There's a lot of chatter about cold calling, but here's an actionable definition: an unsolicited call made by a salesperson to a prospect that hasn’t expressed interest in the product or service being offered. Cold calling is an important component of an established sales process – and something that can be mutually beneficial for both salesperson and prospect. Cold calling to benefit a prospect may seem hard to fathom. But if it’s done right, you’re offering knowledgeable insight that can drive real change.

Part of executing cold calling properly is wielding the knowledge that sales reps have unique perspectives on and experience with. For example, sales reps will know industry shifts and changes that are impacting their prospect’s business, including the macro environment their prospects are trying to do business in. Sales reps that place cold calls also talk to more business leaders in similar circumstances than the typical prospect they are calling, which creates useful points of reference. With this information and research at the ready, a cold call can be a good opportunity to:

    • Align with prospects on their objectives.

    • Introduce a product or service within the context of their industry.

    • Offer insights into what challenges their peers are facing currently and how they solved them.

    • Begin building meaningful rapport with a potential client.

Cold Calling Training Tips

If you haven't seen these outcomes from your cold calls, you're not alone. In fact, most sales teams we work with claim that cold calling can be the most frustrating part of their sales process because they rarely see results. It can be infuriating when a sales rep keeps trying, but struggles to have a conversation with prospects or even get them to pick up the phone.

isometric illustration of people attending a business sales training

When done right however, cold calling can yield tremendous results and motivate sales reps to add new opportunities to the funnel. The skills necessary for sales reps and new sales hires to make effective cold calls are not very complex, but they are also not intuitive, and require proper training. After all, you can’t tell someone to jump higher and expect them to simply be able to do it. You need to have a regimen, plan, and training to get there and cold calling is no different. Here are a few cold calling training tips:

Leverage Call Recordings

If your team is not already leveraging call recordings, it's worth starting immediately. Not just for cold calls, but all sales calls throughout the customer lifecycle. Sales call recordings hold a wealth of context and information that sales reps can learn from.

This is especially true for cold calls. Things often happen quickly on a cold call. During training, you can rehearse what to do in the first 10 seconds of a prospect picking up a call many times over, but there's no substitute for the intangible and invaluable information that a call recording can offer a new sales hire.

Find your best cold callers and make sure their calls are being recorded. These recordings will help you decrease ramp time for new hires and help make everyone in your organization get better by providing them a sample of what good sounds like at your organization.

Conduct Sales Call Role Plays

Making a cold call can be nerve wracking. Even if you are a seasoned sales rep, it can be tough to start cold calling if you haven’t done much of it before. A great way to get over this is by doing cold call role plays.

This activity is an effective way for sales reps both new and seasoned to hone their skills. Be sure to use a real phone when practicing, and go into separate rooms as well. Try to recreate an environment that feels like a real cold call to make the most of this exercise.

• [DATA SHOWN]
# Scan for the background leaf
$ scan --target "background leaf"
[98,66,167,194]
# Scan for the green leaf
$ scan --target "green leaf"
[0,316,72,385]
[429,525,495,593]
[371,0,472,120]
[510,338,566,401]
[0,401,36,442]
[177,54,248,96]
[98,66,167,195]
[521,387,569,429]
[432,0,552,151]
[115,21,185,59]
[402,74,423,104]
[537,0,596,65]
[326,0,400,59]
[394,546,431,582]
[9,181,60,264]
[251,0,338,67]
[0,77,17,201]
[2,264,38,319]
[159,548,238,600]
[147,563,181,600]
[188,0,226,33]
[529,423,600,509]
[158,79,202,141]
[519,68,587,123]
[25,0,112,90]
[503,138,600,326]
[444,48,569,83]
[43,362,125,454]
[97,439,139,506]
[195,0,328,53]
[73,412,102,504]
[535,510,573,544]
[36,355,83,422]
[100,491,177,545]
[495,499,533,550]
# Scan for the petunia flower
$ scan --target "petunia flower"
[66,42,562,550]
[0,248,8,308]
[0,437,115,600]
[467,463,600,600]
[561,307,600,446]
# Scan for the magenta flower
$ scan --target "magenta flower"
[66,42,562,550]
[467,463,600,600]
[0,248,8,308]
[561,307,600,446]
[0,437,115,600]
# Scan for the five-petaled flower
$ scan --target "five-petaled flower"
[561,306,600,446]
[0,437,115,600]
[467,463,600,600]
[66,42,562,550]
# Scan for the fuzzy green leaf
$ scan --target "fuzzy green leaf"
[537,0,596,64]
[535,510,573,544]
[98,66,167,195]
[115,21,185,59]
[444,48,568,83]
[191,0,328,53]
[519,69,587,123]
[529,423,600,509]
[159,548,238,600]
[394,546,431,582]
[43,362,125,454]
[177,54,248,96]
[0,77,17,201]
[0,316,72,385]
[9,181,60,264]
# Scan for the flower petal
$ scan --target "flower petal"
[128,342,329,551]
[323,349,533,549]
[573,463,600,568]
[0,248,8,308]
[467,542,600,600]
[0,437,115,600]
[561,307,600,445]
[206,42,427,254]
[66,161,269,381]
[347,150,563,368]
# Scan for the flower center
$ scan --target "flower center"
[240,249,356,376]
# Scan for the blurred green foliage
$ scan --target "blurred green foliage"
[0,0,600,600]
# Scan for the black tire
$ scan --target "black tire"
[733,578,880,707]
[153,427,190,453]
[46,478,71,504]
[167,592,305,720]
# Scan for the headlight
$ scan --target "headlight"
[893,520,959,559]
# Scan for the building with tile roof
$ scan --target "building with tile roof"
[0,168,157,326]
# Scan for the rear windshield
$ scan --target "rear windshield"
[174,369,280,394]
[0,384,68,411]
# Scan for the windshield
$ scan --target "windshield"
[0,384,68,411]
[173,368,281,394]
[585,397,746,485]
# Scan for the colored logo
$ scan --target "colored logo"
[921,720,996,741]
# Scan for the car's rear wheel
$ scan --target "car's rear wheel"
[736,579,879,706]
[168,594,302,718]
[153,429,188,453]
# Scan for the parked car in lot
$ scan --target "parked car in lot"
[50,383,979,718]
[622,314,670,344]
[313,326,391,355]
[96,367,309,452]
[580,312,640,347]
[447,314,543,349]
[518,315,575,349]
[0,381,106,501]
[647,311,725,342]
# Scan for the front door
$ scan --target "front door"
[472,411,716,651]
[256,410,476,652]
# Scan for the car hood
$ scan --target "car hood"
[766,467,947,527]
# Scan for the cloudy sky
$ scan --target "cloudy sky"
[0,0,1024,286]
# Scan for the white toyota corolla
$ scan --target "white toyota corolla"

• [EXERCISE TASKS]
1. According to the cold calling article, what will recordings of your best cold callers help decrease for new hires?
2. Retype everything in the cold calling article from "Making a cold" down to "of this exercise.", with no changes.
3. Check each statement against the cold calling article. Answer yes or no, and quote the words that decide it.
(a) The skills needed to make effective cold calls are intuitive.
(b) Sales reps should use a real phone when practicing role plays.
(c) Most sales teams the writers work with call cold calling the easiest part of their sales process.

• [EXPECTED ANSWERS]
1. Ramp time.

2.
Making a cold call can be nerve wracking. Even if you are a seasoned sales rep, it can be tough to start cold calling if you haven’t done much of it before. A great way to get over this is by doing cold call role plays.

This activity is an effective way for sales reps both new and seasoned to hone their skills. Be sure to use a real phone when practicing, and go into separate rooms as well. Try to recreate an environment that feels like a real cold call to make the most of this exercise.

3.
(a) No: "they are also not intuitive, and require proper training"
(b) Yes: "Be sure to use a real phone when practicing"
(c) No: "cold calling can be the most frustrating part of their sales process"